:: WRITTEN TASK ::
Gather and copy every line of the material below that contains the string "upper". Case counts.

:: RECORDS PROVIDED ::

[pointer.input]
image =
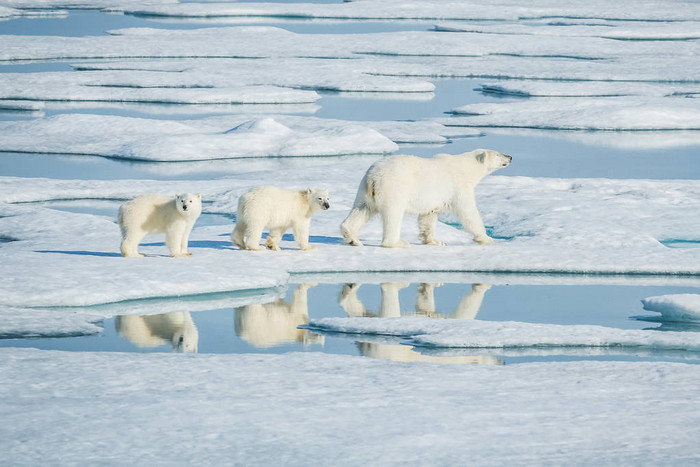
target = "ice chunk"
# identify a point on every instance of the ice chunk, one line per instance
(211, 138)
(679, 307)
(426, 332)
(614, 113)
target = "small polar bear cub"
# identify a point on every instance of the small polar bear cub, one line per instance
(278, 210)
(401, 184)
(151, 213)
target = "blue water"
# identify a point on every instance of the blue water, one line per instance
(543, 154)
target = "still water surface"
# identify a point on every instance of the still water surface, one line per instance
(274, 326)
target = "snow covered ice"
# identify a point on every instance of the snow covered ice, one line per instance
(209, 98)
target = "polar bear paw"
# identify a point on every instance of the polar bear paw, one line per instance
(435, 242)
(485, 240)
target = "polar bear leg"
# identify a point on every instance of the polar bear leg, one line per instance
(426, 226)
(301, 234)
(471, 219)
(238, 233)
(253, 234)
(274, 238)
(184, 242)
(130, 243)
(350, 227)
(173, 238)
(390, 306)
(393, 219)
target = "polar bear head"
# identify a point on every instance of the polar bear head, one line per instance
(318, 199)
(186, 339)
(492, 160)
(188, 204)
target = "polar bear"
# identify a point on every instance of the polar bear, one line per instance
(409, 184)
(151, 213)
(277, 322)
(175, 327)
(277, 209)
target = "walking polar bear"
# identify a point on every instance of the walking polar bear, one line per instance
(151, 213)
(278, 210)
(409, 184)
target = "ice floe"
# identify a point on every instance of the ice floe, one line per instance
(612, 114)
(156, 88)
(190, 140)
(431, 10)
(306, 401)
(469, 333)
(680, 307)
(584, 226)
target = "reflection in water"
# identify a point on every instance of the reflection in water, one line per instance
(390, 307)
(275, 323)
(175, 327)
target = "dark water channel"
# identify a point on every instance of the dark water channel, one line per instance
(273, 326)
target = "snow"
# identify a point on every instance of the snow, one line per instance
(96, 87)
(433, 9)
(590, 66)
(477, 334)
(291, 409)
(675, 308)
(612, 113)
(592, 226)
(190, 140)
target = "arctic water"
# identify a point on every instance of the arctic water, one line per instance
(276, 329)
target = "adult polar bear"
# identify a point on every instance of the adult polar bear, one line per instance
(409, 184)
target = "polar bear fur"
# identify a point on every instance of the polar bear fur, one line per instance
(151, 213)
(276, 323)
(278, 210)
(403, 184)
(176, 328)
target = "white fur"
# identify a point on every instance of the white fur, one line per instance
(175, 327)
(275, 323)
(157, 214)
(278, 210)
(409, 184)
(425, 306)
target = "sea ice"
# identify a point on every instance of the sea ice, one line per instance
(680, 307)
(612, 114)
(470, 333)
(189, 140)
(510, 10)
(230, 409)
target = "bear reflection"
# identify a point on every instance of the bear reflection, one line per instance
(390, 307)
(275, 323)
(175, 327)
(425, 306)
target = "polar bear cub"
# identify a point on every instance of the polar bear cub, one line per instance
(402, 184)
(151, 213)
(278, 210)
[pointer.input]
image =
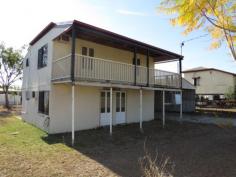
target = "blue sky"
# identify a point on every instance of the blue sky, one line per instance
(133, 18)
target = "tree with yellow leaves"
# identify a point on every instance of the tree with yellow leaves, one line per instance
(217, 17)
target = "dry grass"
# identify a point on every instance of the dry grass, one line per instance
(195, 150)
(154, 167)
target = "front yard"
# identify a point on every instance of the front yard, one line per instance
(193, 150)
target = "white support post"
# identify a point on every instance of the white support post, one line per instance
(111, 111)
(163, 109)
(141, 110)
(181, 107)
(73, 114)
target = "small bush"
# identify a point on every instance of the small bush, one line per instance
(155, 167)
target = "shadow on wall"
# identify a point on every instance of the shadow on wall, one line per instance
(122, 151)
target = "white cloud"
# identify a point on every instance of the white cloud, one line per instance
(134, 13)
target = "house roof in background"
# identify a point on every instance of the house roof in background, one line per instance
(197, 69)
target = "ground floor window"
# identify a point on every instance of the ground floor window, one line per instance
(43, 102)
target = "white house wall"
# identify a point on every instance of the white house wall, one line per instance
(37, 79)
(87, 107)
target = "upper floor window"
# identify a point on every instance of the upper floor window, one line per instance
(87, 62)
(196, 81)
(42, 56)
(27, 62)
(43, 102)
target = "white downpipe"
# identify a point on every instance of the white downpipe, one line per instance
(111, 111)
(73, 114)
(141, 110)
(163, 110)
(181, 107)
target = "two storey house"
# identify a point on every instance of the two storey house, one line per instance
(78, 76)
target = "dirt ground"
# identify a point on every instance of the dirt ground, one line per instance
(15, 110)
(193, 150)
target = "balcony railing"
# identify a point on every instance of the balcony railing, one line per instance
(97, 69)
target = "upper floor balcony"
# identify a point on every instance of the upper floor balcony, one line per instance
(109, 71)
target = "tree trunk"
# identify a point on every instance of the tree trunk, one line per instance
(7, 105)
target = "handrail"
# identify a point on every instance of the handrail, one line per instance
(99, 69)
(54, 61)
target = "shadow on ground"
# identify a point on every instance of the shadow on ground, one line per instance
(193, 149)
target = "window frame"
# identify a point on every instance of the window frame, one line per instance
(87, 63)
(27, 62)
(43, 56)
(43, 102)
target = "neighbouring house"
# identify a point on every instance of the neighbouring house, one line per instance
(211, 84)
(78, 76)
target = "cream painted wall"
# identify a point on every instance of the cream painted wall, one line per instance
(211, 82)
(87, 107)
(35, 79)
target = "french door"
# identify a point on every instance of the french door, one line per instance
(105, 110)
(120, 107)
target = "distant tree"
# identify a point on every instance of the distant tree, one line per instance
(11, 65)
(217, 17)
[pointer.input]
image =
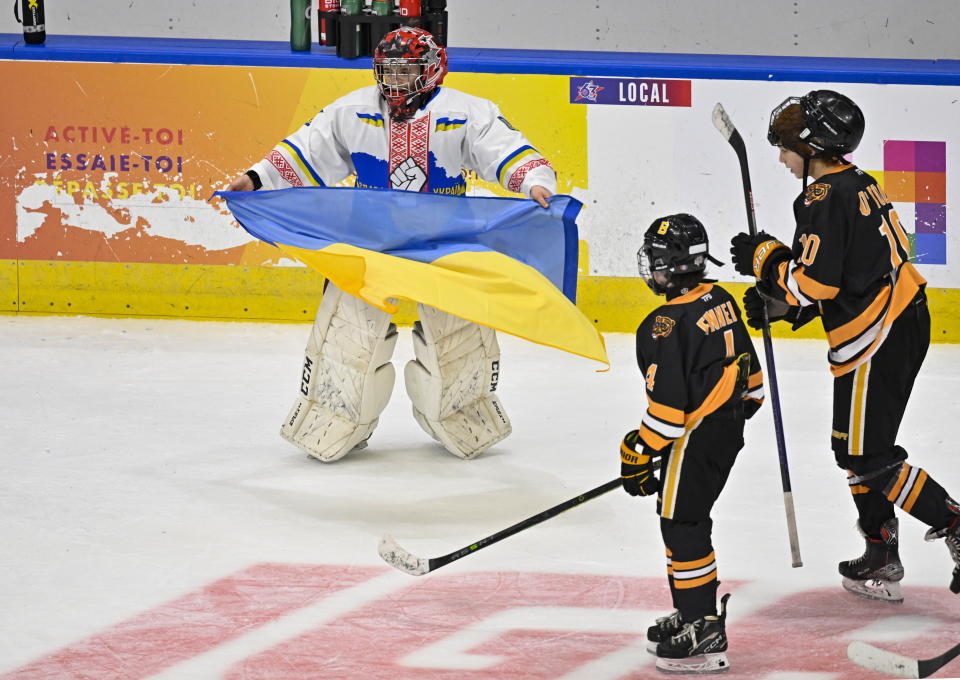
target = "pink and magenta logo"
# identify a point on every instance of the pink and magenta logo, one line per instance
(916, 172)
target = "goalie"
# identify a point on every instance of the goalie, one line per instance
(406, 133)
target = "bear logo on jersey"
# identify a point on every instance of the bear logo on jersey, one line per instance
(663, 326)
(816, 192)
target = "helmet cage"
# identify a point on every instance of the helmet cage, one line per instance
(391, 71)
(408, 65)
(823, 132)
(658, 256)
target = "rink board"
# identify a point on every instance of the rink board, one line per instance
(104, 199)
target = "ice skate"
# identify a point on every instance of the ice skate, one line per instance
(699, 647)
(951, 533)
(663, 628)
(876, 574)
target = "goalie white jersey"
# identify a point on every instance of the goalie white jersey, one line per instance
(451, 133)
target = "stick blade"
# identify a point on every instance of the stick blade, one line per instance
(722, 121)
(882, 661)
(398, 558)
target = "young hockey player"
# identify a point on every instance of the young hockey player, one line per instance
(408, 134)
(702, 381)
(849, 263)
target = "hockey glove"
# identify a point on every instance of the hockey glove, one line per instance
(636, 468)
(756, 255)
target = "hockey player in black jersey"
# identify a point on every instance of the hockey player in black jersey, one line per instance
(849, 263)
(702, 380)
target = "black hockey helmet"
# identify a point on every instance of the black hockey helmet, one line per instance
(829, 124)
(673, 245)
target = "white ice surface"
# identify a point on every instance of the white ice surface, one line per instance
(140, 460)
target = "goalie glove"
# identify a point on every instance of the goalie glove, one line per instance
(636, 468)
(756, 255)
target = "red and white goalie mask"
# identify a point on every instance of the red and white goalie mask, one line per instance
(408, 65)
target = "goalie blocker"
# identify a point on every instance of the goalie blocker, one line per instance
(347, 380)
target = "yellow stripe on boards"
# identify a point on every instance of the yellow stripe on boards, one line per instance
(272, 293)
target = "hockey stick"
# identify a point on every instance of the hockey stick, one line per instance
(723, 123)
(881, 660)
(406, 561)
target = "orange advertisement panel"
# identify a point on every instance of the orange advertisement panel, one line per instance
(114, 162)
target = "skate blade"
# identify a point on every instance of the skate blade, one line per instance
(695, 665)
(875, 589)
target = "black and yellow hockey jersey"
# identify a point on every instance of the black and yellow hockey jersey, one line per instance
(850, 258)
(685, 349)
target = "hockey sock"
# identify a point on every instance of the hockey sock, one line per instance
(915, 492)
(692, 567)
(873, 509)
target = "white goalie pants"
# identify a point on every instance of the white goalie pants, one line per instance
(347, 380)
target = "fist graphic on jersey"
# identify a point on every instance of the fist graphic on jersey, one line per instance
(408, 176)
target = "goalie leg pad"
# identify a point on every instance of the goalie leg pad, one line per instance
(347, 377)
(452, 383)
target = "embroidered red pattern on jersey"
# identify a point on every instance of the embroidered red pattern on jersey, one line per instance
(516, 181)
(286, 170)
(411, 139)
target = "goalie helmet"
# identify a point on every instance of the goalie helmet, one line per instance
(820, 124)
(673, 245)
(408, 65)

:: RESULT BELOW ::
target = "upper floor window"
# identify a point on every instance of the upper floor window, one line per instance
target = "upper floor balcony"
# identify a point on every instance of the upper floor balcony, one line per instance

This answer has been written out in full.